[Written exercise]:
Locate every line in the records that contains the string "gold" and copy each one out. Case counts.

Records of labeled points
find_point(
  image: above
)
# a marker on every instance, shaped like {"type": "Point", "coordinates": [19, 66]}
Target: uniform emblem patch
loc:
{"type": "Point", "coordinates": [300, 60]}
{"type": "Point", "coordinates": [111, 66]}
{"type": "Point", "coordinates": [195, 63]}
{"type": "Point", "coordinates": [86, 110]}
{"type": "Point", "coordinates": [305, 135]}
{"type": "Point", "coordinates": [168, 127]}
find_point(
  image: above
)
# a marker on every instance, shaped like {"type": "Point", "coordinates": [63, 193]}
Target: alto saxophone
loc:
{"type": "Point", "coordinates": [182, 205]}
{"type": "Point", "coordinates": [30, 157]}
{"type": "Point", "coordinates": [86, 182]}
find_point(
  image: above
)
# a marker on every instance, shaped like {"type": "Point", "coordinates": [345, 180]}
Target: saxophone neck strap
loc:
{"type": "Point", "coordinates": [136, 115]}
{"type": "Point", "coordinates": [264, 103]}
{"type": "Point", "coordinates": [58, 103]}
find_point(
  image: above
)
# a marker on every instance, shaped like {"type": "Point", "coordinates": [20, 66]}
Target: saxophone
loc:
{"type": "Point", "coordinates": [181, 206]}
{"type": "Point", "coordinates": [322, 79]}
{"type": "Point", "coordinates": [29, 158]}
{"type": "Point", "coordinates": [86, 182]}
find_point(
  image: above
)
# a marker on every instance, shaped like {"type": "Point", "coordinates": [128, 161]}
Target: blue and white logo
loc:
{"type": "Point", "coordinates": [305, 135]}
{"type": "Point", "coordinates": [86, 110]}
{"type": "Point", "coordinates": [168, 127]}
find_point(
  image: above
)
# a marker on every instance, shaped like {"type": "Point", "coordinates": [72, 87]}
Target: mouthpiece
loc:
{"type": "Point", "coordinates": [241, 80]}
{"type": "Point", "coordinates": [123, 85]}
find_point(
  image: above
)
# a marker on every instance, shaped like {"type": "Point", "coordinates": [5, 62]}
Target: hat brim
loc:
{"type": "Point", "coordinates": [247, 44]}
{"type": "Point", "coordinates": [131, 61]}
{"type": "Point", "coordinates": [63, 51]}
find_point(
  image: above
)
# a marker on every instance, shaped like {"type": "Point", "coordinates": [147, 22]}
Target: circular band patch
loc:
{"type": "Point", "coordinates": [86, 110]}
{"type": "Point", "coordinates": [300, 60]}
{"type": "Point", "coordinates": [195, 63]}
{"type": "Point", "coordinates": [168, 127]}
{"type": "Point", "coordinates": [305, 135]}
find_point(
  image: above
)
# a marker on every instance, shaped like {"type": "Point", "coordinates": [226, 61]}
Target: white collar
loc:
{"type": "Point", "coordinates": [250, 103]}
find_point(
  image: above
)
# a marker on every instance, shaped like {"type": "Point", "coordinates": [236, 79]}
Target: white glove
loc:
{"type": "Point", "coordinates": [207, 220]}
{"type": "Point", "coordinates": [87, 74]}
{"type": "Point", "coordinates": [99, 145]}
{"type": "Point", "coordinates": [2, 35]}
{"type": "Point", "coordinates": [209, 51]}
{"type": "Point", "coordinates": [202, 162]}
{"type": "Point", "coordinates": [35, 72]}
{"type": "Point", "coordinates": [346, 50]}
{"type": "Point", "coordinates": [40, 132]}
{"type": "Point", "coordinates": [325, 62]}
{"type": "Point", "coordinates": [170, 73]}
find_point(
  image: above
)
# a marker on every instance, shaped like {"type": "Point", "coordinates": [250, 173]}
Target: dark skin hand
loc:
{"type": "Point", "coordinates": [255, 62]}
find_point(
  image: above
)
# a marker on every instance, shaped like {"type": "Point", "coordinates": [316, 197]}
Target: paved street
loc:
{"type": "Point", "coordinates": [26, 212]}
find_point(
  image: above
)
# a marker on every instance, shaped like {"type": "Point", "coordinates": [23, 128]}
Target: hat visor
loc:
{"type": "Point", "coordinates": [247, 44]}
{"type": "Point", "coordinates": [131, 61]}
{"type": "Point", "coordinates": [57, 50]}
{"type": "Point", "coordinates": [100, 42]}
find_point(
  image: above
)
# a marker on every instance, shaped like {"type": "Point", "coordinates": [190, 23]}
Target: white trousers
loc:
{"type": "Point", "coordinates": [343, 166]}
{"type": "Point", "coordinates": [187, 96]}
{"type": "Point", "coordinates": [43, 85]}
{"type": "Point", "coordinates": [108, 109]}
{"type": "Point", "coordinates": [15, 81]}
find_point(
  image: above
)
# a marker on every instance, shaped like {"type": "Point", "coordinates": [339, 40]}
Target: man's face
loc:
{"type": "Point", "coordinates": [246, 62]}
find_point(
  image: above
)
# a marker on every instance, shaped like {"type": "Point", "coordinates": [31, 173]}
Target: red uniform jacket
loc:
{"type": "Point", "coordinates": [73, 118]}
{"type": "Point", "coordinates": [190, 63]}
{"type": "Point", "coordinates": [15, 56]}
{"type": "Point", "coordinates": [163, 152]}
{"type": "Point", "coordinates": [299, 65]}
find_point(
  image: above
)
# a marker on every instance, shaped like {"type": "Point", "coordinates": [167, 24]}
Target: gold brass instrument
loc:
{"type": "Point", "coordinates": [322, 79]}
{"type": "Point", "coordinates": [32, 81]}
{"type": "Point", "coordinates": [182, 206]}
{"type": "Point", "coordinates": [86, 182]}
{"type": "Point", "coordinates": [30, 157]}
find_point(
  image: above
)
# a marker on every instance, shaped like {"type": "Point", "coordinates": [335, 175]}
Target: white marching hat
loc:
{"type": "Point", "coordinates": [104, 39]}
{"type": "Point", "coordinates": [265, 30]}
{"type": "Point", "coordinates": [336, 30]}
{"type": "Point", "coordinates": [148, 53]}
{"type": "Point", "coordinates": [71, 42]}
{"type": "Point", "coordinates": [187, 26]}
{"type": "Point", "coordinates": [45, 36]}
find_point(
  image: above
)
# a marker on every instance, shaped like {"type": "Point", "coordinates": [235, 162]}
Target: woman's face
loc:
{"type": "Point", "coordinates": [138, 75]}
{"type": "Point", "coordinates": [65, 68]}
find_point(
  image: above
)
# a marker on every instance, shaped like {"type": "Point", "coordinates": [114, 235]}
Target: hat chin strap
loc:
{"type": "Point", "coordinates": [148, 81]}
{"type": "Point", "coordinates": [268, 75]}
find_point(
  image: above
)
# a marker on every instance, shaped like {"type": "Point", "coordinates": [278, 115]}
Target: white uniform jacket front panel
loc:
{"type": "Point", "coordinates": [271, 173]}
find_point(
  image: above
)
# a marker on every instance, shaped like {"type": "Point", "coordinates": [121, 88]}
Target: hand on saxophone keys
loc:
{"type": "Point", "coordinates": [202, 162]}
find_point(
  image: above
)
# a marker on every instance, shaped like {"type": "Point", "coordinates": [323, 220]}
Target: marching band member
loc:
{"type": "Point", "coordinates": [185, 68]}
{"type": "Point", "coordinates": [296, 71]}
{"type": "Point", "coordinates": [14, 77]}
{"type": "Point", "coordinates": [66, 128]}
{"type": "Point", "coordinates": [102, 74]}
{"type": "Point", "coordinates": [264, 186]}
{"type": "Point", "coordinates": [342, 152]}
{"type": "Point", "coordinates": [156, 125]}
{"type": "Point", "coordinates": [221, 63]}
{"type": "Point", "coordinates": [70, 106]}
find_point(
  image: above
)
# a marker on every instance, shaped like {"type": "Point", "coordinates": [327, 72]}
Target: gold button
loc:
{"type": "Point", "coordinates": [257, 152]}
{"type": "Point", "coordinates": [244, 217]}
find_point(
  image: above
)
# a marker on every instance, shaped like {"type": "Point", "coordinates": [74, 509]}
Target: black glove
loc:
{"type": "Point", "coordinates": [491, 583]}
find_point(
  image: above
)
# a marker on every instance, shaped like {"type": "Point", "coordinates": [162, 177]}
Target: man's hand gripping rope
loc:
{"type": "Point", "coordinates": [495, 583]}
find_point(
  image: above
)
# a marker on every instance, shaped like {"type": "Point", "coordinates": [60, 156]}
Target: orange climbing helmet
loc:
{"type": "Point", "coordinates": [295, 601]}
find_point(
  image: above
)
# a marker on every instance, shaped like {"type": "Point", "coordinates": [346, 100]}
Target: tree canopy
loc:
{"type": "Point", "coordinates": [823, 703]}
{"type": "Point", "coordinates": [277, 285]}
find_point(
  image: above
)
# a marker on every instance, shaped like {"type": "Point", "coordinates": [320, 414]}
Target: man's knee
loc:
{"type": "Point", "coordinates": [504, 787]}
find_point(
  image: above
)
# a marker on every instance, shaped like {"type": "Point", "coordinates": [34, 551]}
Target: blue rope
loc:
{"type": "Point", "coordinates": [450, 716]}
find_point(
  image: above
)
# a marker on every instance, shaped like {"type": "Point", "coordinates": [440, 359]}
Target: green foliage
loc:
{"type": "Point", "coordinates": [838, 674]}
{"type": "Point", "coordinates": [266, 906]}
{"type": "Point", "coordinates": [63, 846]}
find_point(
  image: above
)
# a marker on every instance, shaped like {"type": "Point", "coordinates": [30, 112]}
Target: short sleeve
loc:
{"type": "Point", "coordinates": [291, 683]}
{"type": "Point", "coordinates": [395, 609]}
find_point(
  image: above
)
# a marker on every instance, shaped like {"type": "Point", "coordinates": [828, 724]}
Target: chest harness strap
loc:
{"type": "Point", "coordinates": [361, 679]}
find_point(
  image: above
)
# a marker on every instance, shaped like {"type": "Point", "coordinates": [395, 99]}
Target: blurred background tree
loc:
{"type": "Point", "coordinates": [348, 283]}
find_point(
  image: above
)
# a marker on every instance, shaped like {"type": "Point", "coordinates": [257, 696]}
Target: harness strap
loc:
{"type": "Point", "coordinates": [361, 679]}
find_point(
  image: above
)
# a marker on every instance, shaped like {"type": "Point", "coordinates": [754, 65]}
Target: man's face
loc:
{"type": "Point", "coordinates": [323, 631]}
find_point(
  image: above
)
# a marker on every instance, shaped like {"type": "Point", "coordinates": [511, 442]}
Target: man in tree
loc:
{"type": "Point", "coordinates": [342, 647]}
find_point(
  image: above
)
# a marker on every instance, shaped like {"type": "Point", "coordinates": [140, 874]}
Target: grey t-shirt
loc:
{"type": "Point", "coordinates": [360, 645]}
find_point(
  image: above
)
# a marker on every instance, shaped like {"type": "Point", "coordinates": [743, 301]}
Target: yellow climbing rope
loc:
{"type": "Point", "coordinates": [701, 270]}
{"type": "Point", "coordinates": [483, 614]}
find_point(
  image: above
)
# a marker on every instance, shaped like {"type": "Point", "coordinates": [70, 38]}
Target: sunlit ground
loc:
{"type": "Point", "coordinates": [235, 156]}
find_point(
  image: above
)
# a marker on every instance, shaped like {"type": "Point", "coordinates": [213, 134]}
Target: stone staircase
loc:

[Task response]:
Target: gold brass instrument
Target: gold button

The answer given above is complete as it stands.